= Lamb baronets of Burghfield (1795) =

Escutcheon of the Lamb baronets of Burghfield, quartering

The Burges, later Lamb baronetcy, of Burghfield in the County of Berkshire, was created in the Baronetage of Great Britain on 21 October 1795 for the poet and politician James Burges. He was brought into parliament as member for Helston in 1787, through his personal contacts with the circle of William Pitt the younger. Leaving the seat in 1790, having become an under-secretary in the Foreign Office in 1789, he gave up the post in an agreement with Lord Grenville who wanted it for a friend. The baronetcy and a sinecure were quid pro quo.

Burges married in 1777, as his first wife, Elizabeth Noel, daughter of Edward Noel, 1st Viscount Wentworth and Judith Lamb, daughter of William Lamb. In 1821 he assumed by Royal licence the surname of Lamb in lieu of his patronymic, going by James Bland Lamb, having succeeded to the estate of the financier John Lamb.

* WHAT TO WORK ON *
Answer these questions from the Lamb baronets text:
1. On what date was the baronetcy created?
2. Which seat did James Burges hold in parliament from 1787?
3. What surname did he take by Royal licence in 1821?

* ENTRIES PROVIDED *
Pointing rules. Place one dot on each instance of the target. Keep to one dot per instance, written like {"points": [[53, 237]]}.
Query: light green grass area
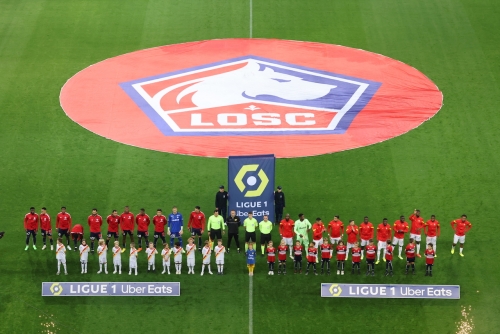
{"points": [[447, 166]]}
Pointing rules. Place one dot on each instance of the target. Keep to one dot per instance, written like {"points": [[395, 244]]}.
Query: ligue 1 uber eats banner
{"points": [[251, 185]]}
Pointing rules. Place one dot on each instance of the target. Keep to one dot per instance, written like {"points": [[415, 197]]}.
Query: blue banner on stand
{"points": [[251, 185]]}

* EXERCISE OUTPUT *
1. 21 October 1795
2. Helston
3. Lamb